Aim = Below is some material. Reproduce word for word the part that opens with the line containing "The client would like the elephant" and closes with the line containing "[[112, 34, 286, 212], [309, 0, 380, 55]]", both of those lines included.

Rows =
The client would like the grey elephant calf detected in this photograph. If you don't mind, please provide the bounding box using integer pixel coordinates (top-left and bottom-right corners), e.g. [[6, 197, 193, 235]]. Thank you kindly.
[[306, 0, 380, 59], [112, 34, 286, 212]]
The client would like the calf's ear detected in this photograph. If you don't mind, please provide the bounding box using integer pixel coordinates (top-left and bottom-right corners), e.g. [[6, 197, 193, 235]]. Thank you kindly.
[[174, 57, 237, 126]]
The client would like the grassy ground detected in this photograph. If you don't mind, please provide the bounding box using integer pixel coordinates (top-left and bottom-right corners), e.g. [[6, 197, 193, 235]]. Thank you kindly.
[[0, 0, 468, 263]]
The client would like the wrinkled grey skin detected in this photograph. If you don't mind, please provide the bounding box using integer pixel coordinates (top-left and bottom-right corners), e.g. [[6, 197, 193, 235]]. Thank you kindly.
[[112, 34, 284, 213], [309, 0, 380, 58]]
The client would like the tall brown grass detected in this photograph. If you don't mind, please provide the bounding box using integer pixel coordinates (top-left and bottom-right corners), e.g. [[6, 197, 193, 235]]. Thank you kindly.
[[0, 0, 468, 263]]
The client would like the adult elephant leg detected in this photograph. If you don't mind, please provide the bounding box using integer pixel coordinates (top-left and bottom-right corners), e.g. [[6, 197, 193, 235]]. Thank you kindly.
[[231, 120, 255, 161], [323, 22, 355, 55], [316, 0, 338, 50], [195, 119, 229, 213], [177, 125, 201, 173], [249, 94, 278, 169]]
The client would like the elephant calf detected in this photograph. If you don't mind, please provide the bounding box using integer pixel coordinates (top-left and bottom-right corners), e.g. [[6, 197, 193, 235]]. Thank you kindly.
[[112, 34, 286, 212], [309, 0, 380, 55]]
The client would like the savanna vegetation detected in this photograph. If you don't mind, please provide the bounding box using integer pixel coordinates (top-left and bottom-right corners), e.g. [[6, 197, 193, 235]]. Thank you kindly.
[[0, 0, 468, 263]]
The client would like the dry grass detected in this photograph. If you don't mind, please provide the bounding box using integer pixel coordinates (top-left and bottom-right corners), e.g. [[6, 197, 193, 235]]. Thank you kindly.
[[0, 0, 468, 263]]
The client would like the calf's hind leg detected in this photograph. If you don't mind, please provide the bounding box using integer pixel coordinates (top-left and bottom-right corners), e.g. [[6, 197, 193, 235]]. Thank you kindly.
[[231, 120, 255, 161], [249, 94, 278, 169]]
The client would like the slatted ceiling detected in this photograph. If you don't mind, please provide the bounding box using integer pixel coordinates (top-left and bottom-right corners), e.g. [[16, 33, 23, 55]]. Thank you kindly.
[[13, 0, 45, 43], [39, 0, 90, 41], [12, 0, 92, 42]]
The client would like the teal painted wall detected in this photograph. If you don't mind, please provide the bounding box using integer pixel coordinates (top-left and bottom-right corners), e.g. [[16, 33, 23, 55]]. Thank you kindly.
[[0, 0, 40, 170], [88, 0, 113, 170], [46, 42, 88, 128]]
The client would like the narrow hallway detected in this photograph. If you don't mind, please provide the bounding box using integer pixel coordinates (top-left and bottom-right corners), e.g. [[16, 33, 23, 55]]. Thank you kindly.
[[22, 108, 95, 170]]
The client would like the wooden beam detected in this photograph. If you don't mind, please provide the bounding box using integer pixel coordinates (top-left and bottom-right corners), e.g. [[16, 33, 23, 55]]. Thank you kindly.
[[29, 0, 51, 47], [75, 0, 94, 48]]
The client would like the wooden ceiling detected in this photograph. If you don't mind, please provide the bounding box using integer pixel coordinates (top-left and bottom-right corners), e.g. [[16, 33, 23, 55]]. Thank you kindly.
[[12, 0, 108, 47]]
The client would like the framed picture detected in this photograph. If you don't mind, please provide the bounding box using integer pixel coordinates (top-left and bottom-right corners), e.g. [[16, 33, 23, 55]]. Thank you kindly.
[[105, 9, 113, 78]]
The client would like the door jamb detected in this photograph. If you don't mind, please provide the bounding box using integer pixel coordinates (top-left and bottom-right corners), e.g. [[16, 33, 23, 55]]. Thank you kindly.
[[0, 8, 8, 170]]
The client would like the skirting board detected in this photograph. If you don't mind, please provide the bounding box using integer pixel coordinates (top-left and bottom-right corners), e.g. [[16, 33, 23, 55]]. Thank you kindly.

Response to this task =
The client would like the elephant calf detected in this photograph. If you don't mind, please provide the bounding box using integer pixel coordinates (top-left and bottom-right corners), e.g. [[6, 197, 193, 235]]. Thank you kindly.
[[112, 34, 286, 212], [309, 0, 380, 55]]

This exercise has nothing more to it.